(Stored data entries)
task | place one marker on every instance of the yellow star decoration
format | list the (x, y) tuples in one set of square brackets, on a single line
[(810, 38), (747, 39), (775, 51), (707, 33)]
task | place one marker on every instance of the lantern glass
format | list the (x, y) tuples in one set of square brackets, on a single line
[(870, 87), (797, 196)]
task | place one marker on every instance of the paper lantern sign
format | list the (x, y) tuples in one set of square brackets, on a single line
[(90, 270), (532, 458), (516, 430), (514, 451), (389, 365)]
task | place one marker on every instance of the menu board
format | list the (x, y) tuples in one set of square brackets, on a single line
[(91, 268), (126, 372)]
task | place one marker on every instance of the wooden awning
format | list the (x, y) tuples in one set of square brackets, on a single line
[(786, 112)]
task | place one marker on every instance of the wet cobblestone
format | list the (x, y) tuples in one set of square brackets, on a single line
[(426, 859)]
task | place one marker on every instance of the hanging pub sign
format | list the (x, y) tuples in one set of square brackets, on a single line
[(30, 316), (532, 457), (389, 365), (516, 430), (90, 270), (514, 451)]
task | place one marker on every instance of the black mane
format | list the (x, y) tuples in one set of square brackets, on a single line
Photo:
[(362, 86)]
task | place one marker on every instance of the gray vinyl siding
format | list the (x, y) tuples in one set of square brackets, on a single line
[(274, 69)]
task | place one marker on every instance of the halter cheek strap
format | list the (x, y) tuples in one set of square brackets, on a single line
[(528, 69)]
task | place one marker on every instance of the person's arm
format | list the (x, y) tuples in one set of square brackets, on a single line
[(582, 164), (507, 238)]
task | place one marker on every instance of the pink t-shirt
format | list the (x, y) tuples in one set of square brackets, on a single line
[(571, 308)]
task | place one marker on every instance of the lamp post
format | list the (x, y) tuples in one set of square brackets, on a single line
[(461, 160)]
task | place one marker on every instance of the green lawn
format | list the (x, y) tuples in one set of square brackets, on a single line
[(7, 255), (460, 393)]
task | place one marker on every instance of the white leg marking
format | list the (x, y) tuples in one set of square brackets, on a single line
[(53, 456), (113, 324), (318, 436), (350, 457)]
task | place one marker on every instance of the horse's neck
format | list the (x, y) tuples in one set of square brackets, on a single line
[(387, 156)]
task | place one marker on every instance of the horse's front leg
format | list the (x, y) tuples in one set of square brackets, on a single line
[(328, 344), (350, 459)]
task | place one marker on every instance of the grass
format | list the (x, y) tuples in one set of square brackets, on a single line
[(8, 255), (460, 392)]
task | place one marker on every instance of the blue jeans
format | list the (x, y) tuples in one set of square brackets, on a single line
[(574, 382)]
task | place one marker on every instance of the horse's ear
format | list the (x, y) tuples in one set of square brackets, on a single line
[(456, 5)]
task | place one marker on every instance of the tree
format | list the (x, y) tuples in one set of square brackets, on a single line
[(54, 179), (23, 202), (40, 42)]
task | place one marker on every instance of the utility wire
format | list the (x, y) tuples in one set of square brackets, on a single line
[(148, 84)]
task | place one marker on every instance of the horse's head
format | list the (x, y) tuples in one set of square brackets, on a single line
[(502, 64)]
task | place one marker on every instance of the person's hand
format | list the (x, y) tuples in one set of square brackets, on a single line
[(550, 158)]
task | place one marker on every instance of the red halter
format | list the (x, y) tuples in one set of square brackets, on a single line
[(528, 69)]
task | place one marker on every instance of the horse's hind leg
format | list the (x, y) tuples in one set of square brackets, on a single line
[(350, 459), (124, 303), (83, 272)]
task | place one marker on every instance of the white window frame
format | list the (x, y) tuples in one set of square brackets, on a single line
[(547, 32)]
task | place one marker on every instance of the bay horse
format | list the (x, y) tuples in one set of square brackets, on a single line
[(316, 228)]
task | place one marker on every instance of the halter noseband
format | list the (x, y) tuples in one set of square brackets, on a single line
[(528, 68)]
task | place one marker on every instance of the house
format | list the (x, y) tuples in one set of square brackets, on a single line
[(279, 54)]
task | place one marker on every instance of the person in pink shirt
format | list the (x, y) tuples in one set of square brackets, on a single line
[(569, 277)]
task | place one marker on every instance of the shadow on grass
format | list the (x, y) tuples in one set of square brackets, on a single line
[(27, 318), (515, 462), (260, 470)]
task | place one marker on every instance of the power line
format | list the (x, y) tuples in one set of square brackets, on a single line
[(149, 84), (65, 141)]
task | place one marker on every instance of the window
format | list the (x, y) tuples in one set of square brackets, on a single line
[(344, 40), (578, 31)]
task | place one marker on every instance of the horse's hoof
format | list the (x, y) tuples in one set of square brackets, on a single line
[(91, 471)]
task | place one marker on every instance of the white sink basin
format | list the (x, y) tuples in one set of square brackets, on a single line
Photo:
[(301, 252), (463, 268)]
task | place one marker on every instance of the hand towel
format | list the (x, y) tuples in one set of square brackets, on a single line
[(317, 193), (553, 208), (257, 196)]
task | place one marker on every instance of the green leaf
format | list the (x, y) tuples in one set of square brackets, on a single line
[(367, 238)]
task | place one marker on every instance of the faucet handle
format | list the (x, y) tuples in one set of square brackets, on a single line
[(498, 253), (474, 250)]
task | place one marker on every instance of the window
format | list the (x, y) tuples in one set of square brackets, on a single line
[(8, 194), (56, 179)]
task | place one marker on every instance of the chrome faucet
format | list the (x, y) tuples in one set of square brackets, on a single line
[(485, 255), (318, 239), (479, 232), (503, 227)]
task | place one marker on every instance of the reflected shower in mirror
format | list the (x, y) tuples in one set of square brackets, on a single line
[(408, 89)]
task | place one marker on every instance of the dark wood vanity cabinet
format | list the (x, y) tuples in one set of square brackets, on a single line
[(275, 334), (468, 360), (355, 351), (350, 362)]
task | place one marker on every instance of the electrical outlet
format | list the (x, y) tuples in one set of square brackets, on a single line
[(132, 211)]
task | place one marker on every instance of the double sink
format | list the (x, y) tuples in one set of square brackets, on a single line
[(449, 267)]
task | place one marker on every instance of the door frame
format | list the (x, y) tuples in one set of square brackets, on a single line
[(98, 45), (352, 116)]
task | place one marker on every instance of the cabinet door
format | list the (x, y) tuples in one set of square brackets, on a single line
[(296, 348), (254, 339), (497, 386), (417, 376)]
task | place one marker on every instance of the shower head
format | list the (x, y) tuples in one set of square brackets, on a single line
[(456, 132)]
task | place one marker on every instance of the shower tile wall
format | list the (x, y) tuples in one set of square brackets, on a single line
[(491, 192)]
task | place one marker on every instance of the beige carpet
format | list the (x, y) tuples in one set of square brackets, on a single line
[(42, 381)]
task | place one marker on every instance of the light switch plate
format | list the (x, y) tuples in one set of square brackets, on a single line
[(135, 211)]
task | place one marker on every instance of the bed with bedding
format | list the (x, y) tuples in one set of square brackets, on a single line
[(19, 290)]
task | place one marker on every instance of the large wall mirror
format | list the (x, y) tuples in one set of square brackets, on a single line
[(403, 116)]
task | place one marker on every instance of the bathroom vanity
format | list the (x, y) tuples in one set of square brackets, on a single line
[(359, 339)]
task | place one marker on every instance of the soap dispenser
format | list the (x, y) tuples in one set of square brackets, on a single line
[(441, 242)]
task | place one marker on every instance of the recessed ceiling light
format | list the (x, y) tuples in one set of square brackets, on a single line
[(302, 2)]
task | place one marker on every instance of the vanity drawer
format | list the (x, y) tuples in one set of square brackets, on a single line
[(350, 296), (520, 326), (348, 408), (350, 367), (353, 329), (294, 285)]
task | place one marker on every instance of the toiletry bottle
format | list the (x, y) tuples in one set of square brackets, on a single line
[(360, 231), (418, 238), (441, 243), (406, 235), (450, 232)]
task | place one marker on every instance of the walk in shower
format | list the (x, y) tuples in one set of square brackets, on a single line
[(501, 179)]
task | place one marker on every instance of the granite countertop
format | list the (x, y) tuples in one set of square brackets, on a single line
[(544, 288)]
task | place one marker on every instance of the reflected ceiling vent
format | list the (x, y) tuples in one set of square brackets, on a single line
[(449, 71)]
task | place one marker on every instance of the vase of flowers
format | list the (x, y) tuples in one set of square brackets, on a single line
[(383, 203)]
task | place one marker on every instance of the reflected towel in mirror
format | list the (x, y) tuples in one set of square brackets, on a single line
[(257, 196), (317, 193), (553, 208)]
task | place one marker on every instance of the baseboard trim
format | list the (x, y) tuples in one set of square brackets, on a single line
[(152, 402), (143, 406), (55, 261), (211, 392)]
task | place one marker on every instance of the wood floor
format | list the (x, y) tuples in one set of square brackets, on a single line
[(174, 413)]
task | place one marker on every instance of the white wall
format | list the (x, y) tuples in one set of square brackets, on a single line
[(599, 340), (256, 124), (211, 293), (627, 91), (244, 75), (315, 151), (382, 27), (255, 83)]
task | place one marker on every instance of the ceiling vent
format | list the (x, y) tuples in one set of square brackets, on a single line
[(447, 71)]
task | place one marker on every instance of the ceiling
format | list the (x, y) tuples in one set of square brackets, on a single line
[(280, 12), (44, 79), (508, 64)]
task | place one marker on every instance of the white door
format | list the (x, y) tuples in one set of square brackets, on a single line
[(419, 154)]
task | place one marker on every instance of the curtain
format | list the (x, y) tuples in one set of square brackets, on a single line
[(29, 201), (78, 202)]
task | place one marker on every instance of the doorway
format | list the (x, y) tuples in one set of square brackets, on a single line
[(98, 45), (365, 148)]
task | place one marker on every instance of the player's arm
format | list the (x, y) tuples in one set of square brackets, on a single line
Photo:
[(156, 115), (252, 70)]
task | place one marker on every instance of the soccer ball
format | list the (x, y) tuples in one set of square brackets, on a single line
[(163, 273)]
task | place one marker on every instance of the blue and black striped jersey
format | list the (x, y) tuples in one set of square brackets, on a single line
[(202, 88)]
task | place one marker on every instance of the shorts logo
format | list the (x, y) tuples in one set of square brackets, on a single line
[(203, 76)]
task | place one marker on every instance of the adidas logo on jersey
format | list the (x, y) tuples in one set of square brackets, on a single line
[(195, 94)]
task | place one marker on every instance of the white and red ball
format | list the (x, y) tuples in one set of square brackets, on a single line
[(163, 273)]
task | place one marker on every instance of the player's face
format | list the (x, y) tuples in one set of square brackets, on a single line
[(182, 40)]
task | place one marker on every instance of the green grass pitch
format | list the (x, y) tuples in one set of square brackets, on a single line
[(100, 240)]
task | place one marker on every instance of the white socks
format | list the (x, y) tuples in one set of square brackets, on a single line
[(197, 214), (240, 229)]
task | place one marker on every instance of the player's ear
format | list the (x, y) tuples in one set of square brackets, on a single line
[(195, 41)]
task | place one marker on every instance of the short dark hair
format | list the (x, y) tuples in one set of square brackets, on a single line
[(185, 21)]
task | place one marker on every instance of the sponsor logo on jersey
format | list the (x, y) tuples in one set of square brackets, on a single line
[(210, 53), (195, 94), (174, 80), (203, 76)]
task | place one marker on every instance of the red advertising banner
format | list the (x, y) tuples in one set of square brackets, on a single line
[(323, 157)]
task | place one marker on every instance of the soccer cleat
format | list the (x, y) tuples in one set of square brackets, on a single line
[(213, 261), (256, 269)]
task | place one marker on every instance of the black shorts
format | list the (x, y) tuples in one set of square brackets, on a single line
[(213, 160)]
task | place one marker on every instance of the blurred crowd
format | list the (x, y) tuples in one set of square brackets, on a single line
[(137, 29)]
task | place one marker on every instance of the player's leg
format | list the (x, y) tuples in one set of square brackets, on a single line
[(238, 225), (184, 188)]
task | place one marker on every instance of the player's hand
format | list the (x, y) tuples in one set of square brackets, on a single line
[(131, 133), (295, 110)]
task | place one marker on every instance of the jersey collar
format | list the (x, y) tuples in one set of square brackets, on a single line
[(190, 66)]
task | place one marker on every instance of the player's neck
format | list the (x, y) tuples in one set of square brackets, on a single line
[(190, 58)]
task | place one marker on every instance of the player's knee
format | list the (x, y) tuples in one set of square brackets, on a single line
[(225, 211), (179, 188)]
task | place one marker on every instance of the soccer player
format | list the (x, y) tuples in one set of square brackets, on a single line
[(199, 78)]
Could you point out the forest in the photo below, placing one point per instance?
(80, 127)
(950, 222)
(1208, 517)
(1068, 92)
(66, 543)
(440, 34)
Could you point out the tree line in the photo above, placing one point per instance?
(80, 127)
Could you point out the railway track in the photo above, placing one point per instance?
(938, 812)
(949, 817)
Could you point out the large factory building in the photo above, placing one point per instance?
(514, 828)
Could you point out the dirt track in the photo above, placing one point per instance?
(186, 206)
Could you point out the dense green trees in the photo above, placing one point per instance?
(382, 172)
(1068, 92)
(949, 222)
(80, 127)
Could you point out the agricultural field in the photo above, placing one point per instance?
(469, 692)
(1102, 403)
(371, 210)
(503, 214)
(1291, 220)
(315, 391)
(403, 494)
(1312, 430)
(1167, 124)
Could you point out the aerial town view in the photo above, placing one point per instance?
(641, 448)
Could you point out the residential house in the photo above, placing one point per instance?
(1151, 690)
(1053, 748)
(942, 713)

▶ [Problem details]
Retype exactly the lines of the data above, starting at its first line and finishing with the line that has "task | place one marker on every instance of the wooden" in it.

▶ [Exercise output]
task | place one marker on every instance of the yellow star decoration
format | list the (x, y) tuples in one set of square brackets, on a single line
[(810, 38), (747, 39), (775, 51), (707, 33)]
task | place one marker on every instance of the lantern glass
format | list the (x, y) tuples in one set of square brackets, on a single line
[(870, 87), (797, 196)]
task | place one marker on every instance of the paper lantern sign
format | list the (x, y) tuples in one set of square brackets, on a single line
[(90, 270), (532, 458), (516, 430), (514, 451), (389, 365)]
task | place one marker on every instance of the menu board
format | list the (x, y) tuples in one set of square brackets, on a single line
[(91, 268), (126, 372)]
task | place one marker on every instance of the wooden awning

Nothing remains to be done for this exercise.